▸ PROVIDED DATA
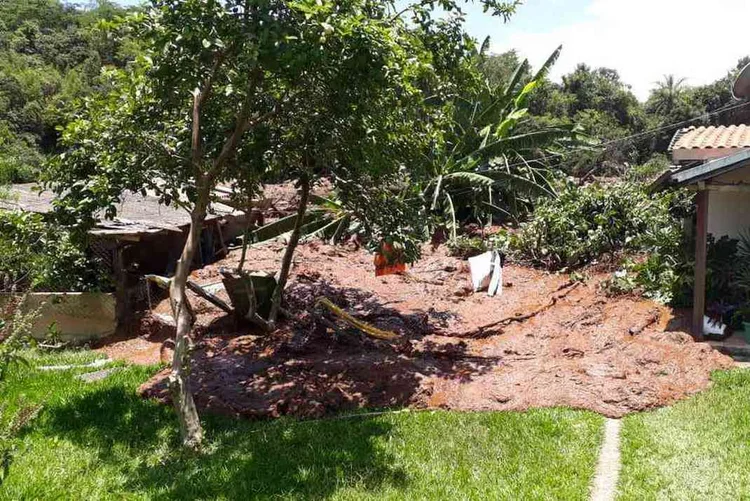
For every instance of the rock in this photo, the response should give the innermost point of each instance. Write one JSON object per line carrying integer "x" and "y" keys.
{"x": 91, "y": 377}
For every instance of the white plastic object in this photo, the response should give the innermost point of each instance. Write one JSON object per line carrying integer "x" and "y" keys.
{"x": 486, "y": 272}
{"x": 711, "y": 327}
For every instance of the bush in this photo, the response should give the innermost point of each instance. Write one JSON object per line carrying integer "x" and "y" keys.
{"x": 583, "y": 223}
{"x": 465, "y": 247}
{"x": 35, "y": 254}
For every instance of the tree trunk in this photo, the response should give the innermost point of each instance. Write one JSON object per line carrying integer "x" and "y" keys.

--

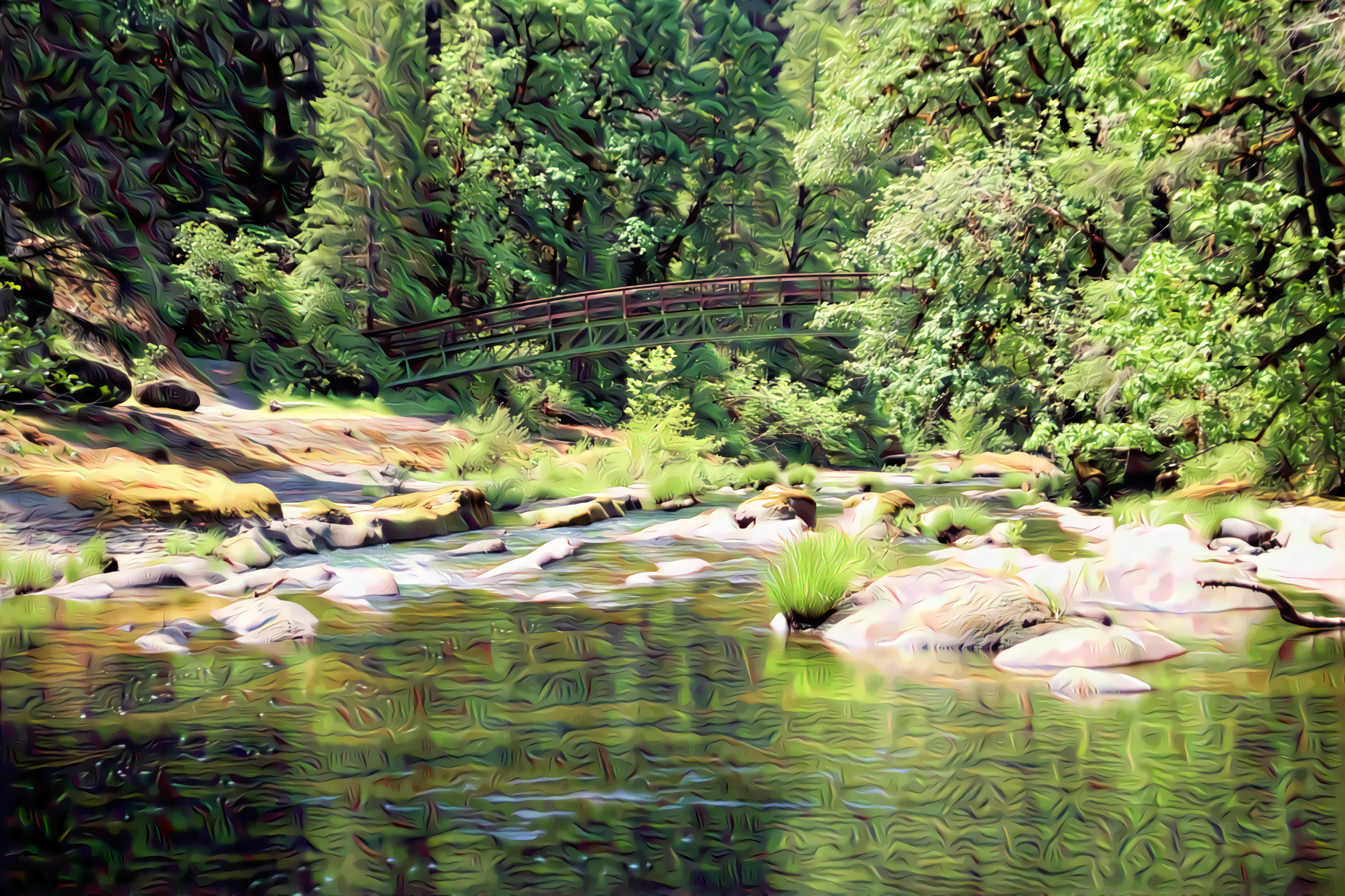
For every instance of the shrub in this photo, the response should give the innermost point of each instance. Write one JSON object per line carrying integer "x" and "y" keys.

...

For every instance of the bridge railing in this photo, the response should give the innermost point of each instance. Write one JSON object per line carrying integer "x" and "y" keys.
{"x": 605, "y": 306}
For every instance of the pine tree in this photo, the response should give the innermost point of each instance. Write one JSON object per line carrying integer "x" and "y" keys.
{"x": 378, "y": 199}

▸ REQUIREMENTS
Which lines in the records above contain the string "object", with case counting? Copy out each of those lines.

▸ CORRECT RESPONSE
For every instance of the rock in this photo, the response should give the innermost point of each instance. Write one JSON object per line carrying integer "x" and "y" keys.
For every instance of the white plastic object in this photo, the response should give the innermost point of each instance. Write one JSON object per line carrying integer "x" and "y" keys.
For every instance of the bush in this photo, the response should give the innermost point of each instance. Write one JSON object per line carrying integer "x" and "y" keys.
For every instance of the tree trunk in this photo, the response should give the innermost point of each instance. Write one JSON object per line carrying integer "x" and "y" keys.
For every instance of the shrub in this photo, the response should give the innermost point of each instance. Write one JSON object per line carrying integer "x" and "y" keys.
For every instance of the bridge railing in this photo, the response should give the innermost point of each instance. Write one JSON object per line carrying integer "x" and "y" keys.
For every instance of the pine tree in this photo, the response should give the innermost point of each instance. Write one JSON object per line carrying integer "x" and "y" keys.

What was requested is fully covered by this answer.